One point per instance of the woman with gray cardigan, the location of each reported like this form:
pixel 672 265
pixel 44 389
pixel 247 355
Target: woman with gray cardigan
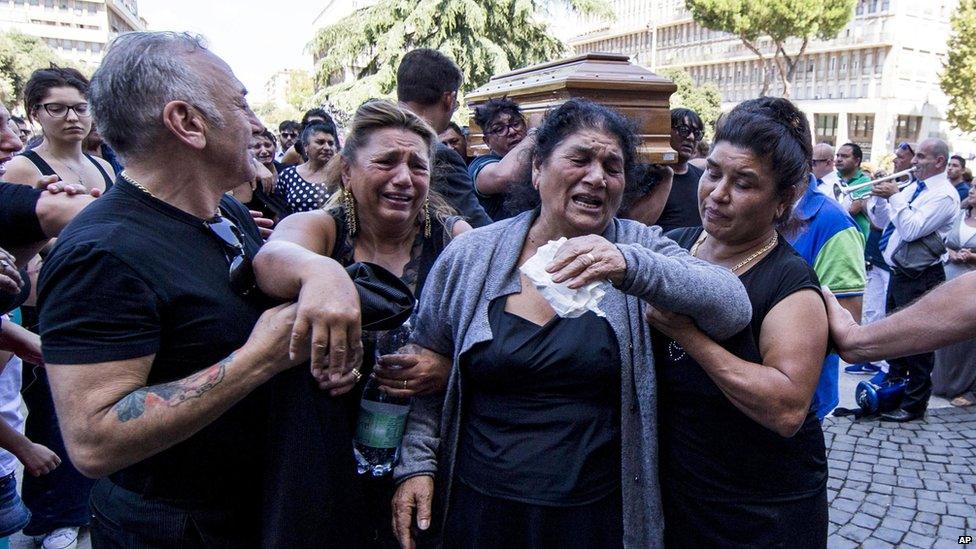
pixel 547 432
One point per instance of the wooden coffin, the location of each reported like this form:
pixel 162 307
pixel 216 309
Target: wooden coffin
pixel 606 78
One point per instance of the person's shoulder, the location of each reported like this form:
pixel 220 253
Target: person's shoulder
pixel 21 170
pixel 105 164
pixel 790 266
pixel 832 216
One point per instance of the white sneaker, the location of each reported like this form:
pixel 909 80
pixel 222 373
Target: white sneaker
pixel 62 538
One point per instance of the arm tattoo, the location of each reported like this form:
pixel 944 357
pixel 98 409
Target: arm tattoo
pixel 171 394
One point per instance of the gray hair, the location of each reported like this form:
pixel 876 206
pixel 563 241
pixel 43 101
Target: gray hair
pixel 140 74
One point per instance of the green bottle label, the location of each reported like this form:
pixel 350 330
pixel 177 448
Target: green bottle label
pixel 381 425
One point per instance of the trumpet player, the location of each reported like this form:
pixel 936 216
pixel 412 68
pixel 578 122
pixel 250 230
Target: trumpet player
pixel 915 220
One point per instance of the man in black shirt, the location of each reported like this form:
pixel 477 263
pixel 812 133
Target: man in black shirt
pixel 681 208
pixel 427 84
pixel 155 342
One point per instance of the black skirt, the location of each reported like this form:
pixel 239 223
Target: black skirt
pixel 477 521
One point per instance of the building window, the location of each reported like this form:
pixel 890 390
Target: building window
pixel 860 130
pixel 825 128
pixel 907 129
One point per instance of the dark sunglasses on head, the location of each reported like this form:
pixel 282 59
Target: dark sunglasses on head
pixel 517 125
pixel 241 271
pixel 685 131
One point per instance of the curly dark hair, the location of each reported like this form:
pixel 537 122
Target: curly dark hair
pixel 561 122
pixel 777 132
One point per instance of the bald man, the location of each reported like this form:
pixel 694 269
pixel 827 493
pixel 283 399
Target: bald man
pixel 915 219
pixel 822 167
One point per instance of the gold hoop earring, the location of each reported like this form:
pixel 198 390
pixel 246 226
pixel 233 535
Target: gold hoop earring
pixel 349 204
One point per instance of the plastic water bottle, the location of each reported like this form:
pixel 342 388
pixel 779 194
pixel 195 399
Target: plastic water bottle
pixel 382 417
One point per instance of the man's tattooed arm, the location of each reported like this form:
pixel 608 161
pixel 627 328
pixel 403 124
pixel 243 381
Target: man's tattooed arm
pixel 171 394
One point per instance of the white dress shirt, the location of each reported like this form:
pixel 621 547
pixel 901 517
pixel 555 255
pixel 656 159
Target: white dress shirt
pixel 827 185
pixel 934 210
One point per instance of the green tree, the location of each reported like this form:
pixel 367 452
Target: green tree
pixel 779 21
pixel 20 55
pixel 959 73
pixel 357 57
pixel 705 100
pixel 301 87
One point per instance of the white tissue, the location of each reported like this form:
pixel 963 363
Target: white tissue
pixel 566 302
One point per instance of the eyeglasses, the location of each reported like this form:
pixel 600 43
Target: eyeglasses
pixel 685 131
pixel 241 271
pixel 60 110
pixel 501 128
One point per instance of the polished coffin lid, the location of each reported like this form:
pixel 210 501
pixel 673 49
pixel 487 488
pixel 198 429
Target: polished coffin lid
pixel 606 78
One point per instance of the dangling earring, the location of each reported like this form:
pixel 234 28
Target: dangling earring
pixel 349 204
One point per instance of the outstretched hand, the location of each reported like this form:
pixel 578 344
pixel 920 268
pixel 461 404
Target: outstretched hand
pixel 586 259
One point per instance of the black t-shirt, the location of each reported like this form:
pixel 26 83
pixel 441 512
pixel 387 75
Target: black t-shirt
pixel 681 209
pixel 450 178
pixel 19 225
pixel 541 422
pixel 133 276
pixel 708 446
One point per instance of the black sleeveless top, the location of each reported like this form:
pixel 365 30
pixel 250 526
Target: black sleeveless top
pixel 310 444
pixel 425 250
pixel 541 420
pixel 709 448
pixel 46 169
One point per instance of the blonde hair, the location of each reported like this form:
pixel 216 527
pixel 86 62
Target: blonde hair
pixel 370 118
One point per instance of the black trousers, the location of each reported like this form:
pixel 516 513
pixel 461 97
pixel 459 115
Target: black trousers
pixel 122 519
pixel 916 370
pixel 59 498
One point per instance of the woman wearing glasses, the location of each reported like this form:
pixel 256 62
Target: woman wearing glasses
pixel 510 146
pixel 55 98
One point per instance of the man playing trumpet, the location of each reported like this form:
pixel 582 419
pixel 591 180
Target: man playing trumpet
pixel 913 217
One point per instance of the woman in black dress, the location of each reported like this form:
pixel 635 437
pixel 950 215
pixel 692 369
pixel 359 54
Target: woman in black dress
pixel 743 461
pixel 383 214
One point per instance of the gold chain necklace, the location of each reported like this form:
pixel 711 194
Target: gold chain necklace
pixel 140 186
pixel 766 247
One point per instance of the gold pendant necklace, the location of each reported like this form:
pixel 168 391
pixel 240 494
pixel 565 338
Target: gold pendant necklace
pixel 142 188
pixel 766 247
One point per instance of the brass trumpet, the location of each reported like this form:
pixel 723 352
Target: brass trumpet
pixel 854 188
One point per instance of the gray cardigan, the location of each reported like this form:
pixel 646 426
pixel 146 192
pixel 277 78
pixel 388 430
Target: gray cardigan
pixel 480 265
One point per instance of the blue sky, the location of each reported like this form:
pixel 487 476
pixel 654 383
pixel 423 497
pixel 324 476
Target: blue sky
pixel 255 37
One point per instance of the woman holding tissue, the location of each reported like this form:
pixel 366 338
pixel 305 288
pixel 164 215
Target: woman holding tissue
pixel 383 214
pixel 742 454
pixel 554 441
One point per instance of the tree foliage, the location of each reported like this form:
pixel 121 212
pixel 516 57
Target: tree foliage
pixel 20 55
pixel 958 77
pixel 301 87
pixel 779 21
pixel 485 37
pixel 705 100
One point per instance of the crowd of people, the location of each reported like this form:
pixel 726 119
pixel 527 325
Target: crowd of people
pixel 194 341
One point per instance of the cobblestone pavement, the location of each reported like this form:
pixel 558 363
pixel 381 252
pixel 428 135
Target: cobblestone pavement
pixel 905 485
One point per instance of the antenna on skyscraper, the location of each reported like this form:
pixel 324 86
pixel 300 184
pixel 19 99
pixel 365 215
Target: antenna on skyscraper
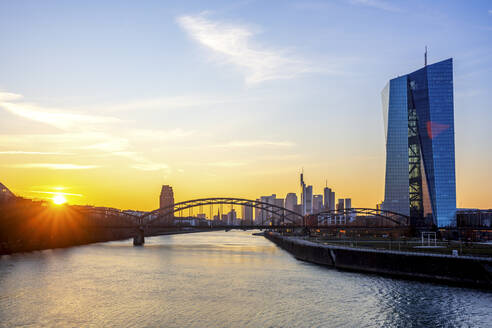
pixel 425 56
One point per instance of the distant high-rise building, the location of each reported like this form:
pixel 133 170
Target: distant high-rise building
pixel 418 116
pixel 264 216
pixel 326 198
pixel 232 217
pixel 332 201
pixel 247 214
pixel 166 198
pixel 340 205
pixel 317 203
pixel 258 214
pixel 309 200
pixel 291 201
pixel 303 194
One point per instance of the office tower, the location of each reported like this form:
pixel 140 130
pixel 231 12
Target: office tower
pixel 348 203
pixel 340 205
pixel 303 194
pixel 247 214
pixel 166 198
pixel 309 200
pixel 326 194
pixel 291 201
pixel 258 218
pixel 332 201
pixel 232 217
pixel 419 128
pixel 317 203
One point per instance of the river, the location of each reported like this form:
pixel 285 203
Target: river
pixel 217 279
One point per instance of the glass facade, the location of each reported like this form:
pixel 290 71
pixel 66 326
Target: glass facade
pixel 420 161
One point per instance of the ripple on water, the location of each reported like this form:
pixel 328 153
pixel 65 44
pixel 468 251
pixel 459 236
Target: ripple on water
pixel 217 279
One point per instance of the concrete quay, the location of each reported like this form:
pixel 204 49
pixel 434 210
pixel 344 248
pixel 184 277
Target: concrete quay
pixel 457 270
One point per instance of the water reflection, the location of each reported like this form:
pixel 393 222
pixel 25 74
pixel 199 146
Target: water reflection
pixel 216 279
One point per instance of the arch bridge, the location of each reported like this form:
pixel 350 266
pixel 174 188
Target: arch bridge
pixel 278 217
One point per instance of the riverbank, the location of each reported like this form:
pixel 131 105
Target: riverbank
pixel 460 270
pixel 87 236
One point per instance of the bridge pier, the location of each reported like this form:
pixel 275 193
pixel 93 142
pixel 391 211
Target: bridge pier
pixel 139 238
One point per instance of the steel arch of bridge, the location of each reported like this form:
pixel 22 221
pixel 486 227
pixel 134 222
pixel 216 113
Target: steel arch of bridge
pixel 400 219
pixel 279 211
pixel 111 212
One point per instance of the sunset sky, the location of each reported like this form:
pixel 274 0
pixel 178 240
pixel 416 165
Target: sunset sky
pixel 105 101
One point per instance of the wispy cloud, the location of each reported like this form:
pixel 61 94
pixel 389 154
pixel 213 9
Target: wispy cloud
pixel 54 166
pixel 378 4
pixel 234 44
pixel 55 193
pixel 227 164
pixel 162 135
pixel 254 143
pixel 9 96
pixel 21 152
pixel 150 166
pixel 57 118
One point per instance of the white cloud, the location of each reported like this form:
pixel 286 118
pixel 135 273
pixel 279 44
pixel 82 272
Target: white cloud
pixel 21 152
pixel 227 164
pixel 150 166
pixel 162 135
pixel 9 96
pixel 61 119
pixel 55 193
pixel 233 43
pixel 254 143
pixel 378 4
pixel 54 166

☆ ☆ ☆ ☆ ☆

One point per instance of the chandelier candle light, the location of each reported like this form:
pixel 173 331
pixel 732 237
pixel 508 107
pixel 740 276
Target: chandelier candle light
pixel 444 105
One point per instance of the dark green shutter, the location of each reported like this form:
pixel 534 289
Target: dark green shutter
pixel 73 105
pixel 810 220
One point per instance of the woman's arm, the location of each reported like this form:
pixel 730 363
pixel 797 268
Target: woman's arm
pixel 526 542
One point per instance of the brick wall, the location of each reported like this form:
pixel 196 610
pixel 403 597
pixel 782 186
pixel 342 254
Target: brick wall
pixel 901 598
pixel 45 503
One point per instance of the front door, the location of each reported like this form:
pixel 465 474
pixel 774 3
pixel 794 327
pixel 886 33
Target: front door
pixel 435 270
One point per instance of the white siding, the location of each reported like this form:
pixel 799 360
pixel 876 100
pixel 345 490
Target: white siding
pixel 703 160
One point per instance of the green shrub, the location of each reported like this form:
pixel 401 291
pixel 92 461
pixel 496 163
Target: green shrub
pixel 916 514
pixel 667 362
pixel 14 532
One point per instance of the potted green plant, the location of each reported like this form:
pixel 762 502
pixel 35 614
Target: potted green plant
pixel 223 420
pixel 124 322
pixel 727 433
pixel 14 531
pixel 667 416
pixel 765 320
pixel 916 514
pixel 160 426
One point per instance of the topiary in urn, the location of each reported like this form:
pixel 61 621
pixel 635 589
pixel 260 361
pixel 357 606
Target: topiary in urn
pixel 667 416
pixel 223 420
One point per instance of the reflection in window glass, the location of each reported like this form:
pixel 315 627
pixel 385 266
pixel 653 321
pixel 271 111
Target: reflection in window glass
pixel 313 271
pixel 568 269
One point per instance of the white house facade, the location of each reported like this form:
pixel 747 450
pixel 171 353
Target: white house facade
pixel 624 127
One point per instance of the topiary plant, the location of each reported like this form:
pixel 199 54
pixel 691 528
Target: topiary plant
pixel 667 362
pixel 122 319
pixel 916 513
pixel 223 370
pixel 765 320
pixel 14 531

☆ ☆ ☆ ☆ ☆

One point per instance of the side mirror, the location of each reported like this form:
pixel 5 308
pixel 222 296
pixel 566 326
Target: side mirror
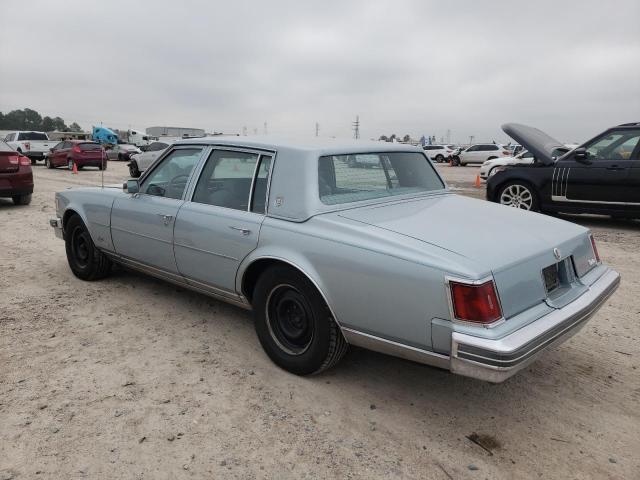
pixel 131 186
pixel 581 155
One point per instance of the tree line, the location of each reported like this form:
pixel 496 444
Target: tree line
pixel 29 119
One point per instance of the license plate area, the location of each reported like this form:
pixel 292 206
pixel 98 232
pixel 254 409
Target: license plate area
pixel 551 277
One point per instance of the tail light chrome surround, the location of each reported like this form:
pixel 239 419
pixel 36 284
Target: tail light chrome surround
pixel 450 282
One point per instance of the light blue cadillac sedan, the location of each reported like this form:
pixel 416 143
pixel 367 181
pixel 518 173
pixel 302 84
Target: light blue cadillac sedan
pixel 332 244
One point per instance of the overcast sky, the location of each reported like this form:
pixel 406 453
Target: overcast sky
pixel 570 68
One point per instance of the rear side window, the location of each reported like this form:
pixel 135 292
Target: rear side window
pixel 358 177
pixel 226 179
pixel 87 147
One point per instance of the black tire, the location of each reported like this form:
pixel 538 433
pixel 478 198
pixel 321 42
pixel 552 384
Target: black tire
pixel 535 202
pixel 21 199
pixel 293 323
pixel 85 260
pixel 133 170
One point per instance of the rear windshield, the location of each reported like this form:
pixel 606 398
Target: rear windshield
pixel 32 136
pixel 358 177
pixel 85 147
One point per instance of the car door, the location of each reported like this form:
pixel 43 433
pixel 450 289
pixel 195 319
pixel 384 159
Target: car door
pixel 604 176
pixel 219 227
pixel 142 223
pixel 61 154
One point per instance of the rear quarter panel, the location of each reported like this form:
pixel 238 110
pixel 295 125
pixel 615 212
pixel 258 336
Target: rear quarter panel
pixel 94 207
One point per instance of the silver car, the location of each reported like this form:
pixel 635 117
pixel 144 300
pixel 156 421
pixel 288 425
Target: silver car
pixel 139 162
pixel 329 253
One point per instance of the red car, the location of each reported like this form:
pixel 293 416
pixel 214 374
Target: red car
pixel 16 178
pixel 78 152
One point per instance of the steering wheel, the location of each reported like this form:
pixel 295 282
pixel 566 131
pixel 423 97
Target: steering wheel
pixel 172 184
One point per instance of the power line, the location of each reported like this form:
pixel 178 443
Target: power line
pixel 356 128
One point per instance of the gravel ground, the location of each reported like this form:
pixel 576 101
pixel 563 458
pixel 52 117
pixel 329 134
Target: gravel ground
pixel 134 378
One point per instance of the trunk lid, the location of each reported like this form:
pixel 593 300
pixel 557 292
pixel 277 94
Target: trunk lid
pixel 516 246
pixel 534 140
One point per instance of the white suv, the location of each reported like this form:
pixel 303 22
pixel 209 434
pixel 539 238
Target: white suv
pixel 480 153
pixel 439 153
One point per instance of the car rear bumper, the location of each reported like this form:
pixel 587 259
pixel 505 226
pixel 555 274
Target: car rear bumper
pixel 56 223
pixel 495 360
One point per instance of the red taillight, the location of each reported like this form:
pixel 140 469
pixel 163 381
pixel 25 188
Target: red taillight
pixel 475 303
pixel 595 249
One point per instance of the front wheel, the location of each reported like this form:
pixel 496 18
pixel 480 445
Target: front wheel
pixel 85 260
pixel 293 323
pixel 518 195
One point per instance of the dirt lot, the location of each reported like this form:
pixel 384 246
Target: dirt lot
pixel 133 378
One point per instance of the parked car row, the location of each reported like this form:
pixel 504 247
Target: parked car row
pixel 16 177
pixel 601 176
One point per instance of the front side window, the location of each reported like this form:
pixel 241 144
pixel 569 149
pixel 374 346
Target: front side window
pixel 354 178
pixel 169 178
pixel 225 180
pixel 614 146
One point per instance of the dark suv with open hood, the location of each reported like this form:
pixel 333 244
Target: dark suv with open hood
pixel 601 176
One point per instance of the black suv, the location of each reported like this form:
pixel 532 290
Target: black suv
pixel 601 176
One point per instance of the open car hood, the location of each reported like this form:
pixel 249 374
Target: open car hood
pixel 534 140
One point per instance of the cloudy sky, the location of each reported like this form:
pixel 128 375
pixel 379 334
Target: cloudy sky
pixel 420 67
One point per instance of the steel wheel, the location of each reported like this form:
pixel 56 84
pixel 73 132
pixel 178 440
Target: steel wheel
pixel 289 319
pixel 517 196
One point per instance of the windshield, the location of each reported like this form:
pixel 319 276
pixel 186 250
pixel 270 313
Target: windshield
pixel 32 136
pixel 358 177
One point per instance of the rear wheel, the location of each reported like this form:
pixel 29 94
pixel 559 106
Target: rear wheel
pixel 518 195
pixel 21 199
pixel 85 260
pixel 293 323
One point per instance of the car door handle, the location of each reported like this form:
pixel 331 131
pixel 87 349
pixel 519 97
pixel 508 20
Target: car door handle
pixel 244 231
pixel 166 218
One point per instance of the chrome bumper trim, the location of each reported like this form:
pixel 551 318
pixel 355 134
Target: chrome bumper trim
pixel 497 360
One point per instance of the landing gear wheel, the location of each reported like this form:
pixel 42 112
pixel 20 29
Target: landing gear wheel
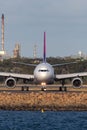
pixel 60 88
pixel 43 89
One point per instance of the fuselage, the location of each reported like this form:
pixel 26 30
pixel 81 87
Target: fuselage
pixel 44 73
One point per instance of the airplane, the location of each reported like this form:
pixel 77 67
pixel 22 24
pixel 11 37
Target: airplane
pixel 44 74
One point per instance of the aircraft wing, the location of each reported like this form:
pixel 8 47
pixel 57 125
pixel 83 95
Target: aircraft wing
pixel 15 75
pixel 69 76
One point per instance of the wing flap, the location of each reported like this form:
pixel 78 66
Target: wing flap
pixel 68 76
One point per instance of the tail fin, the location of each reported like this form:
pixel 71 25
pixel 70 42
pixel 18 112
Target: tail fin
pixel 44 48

☆ ☆ ☆ ☆ ☆

## Instruction
Extract every line in the entries above that contains the string "hoop", and copy each one in full. Matching is case-sensitive.

## Result
One point per instance of the gold hoop earring, the location of each reported like this form:
Target: gold hoop earring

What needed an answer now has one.